→ DESCRIPCIÓN DE LA TAREA
Reproduce el texto proporcionado desde "Porque tuve el" hasta "cordiales que él." y reemplaza "tímidos" por "reservados".

→ TEXTO PROPORCIONADO
────────────────

¿Cómo se hace la que usted considera su obra más personal a partir de las memorias de otra persona?
Porque tuve el privilegio de ser amigo de Fernando. No hablo solo de un profesional al que admiré y respeté, sino de un amigo al que quise muchísimo y con el que compartía muchas cosas: su abuela era como la mía, su España era como la mía, su madre era como la mía… Había muchas coincidencias biográficas y vitales. Este proyecto lo llevo conmigo desde hace tiempo y, sin duda, es el más personal de toda mi carrera.
Fernán Gómez era un actor de estirpe y ya era bastante popular cuando usted lo conoció. ¿Le imponía?
Sin duda. En realidad, fue Emma Cohen la Celestina de nuestra amistad. Me dijo un día: «Estoy harta de que Fernando me hable de ti y de que tú me hables de Fernando». Los dos éramos muy tímidos, y ella acabó estrechando los lazos. Al principio Fernando imponía, claro, impresionaba su presencia. Pero, cuando lo conocías, pocas personas más tiernas, generosas y cordiales que él.

────────────────

→ MATERIAL
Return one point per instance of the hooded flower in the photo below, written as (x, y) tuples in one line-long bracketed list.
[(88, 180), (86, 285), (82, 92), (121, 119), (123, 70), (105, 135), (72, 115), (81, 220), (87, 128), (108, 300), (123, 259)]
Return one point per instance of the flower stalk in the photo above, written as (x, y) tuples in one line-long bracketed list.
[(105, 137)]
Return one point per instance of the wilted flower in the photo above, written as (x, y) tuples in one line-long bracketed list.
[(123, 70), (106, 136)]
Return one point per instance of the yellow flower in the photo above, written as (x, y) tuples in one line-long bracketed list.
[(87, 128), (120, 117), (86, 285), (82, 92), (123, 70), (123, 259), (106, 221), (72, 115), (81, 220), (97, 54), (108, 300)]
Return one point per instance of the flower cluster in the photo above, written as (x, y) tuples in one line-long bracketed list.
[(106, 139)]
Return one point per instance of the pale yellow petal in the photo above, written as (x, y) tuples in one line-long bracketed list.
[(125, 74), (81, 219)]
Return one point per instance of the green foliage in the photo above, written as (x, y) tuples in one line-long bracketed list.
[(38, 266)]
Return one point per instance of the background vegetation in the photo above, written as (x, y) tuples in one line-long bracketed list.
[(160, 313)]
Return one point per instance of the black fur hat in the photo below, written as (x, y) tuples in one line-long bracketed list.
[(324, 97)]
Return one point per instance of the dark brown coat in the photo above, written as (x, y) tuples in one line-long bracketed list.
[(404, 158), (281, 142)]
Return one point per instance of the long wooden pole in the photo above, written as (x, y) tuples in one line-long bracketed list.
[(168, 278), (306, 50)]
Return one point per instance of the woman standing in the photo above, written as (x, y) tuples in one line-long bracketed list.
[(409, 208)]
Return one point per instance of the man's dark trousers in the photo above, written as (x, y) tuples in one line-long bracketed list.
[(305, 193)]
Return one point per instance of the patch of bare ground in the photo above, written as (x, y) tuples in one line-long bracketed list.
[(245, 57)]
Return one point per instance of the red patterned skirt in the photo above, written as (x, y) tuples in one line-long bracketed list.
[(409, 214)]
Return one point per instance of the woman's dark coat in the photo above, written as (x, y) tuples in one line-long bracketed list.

────────────────

→ RESPUESTA DEL EJERCICIO
Porque tuve el privilegio de ser amigo de Fernando. No hablo solo de un profesional al que admiré y respeté, sino de un amigo al que quise muchísimo y con el que compartía muchas cosas: su abuela era como la mía, su España era como la mía, su madre era como la mía… Había muchas coincidencias biográficas y vitales. Este proyecto lo llevo conmigo desde hace tiempo y, sin duda, es el más personal de toda mi carrera.
Fernán Gómez era un actor de estirpe y ya era bastante popular cuando usted lo conoció. ¿Le imponía?
Sin duda. En realidad, fue Emma Cohen la Celestina de nuestra amistad. Me dijo un día: «Estoy harta de que Fernando me hable de ti y de que tú me hables de Fernando». Los dos éramos muy reservados, y ella acabó estrechando los lazos. Al principio Fernando imponía, claro, impresionaba su presencia. Pero, cuando lo conocías, pocas personas más tiernas, generosas y cordiales que él.